Exercise goal:
Show each line of the listing below that contains the string "bird". Case counts.
-------- Data extract --------
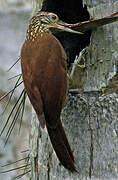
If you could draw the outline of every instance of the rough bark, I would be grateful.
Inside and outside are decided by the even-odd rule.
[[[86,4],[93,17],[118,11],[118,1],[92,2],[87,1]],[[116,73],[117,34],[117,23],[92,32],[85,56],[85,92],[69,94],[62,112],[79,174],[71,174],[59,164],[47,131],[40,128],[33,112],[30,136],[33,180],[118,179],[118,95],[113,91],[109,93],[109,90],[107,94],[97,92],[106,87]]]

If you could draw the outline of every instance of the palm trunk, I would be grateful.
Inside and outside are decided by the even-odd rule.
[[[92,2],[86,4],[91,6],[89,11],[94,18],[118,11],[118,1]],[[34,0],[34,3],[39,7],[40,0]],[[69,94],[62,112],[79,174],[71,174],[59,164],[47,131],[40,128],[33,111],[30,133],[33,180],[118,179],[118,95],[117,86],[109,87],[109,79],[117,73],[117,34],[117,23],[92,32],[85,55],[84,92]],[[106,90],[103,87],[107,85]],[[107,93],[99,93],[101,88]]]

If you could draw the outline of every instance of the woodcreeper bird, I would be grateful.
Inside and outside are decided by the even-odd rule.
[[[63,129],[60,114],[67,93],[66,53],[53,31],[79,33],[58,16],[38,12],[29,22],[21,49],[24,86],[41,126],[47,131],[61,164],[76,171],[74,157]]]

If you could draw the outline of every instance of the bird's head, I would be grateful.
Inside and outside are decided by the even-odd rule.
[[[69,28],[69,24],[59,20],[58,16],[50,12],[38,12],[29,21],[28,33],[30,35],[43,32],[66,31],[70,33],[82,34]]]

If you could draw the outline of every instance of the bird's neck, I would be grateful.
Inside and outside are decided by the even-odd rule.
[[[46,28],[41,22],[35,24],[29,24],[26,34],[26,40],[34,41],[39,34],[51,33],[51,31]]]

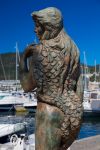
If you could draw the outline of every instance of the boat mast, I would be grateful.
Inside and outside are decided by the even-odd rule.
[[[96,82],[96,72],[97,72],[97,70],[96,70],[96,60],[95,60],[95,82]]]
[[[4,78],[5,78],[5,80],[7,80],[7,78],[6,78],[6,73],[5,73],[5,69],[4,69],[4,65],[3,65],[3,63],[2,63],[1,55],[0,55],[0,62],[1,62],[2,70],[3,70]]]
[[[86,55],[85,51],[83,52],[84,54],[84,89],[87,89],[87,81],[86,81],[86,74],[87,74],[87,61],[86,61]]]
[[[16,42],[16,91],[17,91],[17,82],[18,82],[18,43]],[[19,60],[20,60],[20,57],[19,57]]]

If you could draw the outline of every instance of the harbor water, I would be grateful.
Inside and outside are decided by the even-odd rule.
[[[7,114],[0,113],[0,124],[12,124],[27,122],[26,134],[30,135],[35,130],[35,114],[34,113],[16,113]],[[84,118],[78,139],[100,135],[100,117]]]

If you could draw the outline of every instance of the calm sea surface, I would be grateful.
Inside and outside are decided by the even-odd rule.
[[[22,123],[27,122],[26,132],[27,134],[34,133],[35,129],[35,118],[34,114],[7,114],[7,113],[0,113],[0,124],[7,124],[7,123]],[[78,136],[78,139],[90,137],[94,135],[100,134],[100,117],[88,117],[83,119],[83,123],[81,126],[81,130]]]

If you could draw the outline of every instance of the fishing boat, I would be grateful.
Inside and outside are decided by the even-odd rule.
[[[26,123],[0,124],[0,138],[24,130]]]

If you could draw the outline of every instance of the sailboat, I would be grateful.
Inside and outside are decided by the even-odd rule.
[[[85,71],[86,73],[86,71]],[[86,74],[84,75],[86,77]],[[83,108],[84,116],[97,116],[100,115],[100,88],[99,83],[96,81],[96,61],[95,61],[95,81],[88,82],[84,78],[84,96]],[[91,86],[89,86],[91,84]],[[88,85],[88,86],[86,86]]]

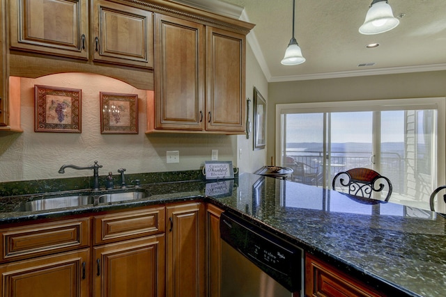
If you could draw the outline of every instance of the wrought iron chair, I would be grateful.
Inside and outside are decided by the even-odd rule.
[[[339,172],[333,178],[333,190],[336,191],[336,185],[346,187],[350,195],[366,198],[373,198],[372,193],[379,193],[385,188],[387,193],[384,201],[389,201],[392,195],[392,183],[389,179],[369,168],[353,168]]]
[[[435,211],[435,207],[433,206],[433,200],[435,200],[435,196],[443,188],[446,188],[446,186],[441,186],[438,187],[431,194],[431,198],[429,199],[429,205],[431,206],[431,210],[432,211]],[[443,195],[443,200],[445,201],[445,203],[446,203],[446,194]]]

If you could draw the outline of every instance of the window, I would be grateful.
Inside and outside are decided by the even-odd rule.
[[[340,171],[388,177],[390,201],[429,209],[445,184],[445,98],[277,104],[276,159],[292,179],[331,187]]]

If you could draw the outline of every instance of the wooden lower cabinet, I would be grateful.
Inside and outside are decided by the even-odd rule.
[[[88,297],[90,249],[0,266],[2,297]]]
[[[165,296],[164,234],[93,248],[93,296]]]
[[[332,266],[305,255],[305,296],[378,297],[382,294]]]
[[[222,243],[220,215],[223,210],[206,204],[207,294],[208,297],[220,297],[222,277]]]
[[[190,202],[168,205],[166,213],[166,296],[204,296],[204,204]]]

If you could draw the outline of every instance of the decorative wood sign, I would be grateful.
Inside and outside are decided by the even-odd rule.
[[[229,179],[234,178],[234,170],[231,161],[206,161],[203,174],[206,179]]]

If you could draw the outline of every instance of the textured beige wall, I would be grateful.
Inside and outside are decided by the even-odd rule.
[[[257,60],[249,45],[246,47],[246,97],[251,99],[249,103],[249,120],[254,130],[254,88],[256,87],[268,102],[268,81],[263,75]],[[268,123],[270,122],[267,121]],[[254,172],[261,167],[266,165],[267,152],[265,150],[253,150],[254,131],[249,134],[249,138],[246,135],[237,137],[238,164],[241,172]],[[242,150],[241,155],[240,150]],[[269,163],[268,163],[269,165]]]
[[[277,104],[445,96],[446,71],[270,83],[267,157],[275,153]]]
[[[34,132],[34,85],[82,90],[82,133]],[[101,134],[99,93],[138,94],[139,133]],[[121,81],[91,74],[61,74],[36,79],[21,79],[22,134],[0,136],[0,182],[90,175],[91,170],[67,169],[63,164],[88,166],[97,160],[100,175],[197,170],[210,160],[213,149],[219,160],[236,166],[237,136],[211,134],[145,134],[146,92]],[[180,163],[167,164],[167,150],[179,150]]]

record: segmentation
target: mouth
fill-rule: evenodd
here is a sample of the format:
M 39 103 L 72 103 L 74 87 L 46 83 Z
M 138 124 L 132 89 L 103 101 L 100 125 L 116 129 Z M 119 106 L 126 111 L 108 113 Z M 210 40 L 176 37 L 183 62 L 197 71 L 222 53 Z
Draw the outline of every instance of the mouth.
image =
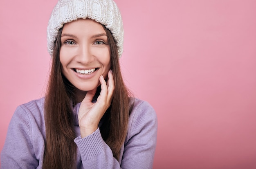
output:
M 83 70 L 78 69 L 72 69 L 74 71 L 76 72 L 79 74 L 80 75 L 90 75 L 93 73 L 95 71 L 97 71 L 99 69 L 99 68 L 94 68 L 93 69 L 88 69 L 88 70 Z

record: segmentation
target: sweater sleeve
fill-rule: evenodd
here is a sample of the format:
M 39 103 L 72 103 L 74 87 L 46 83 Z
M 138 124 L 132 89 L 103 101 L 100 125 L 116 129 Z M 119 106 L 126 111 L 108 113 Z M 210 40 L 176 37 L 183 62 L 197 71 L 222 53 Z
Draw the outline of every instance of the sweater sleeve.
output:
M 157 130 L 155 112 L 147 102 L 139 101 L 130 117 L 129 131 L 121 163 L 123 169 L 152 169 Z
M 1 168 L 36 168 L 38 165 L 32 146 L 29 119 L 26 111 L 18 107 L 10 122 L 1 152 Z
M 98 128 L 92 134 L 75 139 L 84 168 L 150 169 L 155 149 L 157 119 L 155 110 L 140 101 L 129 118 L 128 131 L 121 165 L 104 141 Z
--------
Complete answer:
If you could draw the outline of every instance of the woodcreeper bird, I would be grateful.
If you could draw the outline of every instance of the bird's head, I would be grateful.
If you could draw the outline of every instance of the bird's neck, I would be grateful.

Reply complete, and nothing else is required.